# Work item
In the records below, find every line with the word "bridge" and copy it.

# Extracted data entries
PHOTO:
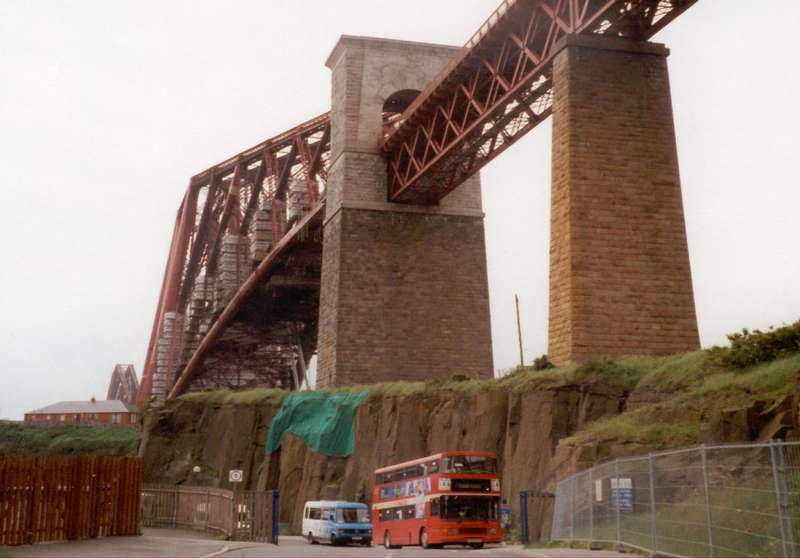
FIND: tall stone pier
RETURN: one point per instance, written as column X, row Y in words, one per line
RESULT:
column 620, row 282
column 404, row 291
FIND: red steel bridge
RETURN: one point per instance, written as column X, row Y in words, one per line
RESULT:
column 240, row 295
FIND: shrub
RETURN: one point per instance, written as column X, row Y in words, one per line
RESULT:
column 748, row 348
column 542, row 363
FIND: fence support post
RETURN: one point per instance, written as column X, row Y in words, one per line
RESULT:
column 572, row 509
column 591, row 509
column 780, row 451
column 275, row 528
column 208, row 506
column 175, row 502
column 776, row 476
column 616, row 475
column 523, row 516
column 708, row 501
column 652, row 503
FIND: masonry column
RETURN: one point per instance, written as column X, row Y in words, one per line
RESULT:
column 620, row 282
column 404, row 291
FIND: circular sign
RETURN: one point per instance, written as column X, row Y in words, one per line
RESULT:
column 235, row 476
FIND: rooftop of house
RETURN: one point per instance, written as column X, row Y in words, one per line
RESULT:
column 87, row 406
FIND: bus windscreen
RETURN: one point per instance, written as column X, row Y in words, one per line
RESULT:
column 460, row 507
column 352, row 515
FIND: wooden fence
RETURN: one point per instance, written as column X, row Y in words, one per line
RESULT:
column 52, row 498
column 240, row 515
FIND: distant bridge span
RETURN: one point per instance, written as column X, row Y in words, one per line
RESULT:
column 240, row 300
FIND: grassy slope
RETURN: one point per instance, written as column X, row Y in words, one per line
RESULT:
column 691, row 388
column 28, row 438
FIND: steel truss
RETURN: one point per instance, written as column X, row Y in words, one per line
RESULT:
column 495, row 90
column 498, row 88
column 220, row 201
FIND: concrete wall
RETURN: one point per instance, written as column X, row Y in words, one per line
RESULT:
column 620, row 282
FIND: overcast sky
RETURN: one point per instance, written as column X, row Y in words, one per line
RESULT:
column 107, row 108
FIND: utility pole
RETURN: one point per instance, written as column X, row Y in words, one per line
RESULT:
column 519, row 332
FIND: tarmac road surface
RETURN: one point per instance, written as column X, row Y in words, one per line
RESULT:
column 167, row 542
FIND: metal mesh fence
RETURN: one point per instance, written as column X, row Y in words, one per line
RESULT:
column 241, row 515
column 738, row 500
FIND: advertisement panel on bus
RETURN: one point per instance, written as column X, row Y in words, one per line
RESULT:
column 445, row 498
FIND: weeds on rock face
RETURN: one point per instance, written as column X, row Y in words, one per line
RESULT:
column 749, row 348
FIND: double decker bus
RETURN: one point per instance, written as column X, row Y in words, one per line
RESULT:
column 446, row 498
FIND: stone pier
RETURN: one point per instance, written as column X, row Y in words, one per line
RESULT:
column 620, row 282
column 404, row 292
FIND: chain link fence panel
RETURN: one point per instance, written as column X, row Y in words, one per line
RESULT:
column 736, row 500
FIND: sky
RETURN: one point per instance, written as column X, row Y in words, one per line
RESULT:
column 107, row 108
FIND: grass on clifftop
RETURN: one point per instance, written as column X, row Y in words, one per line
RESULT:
column 688, row 388
column 32, row 439
column 273, row 396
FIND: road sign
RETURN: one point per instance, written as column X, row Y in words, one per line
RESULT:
column 236, row 476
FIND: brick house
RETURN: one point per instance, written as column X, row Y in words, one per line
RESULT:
column 92, row 411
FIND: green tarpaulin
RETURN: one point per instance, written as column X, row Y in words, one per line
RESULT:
column 325, row 422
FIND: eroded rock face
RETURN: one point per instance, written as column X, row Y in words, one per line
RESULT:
column 522, row 428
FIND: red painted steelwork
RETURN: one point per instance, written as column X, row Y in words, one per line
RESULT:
column 499, row 87
column 241, row 296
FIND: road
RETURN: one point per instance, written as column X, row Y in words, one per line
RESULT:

# Written answer
FIND: red steel bridge
FIND: distant bridge span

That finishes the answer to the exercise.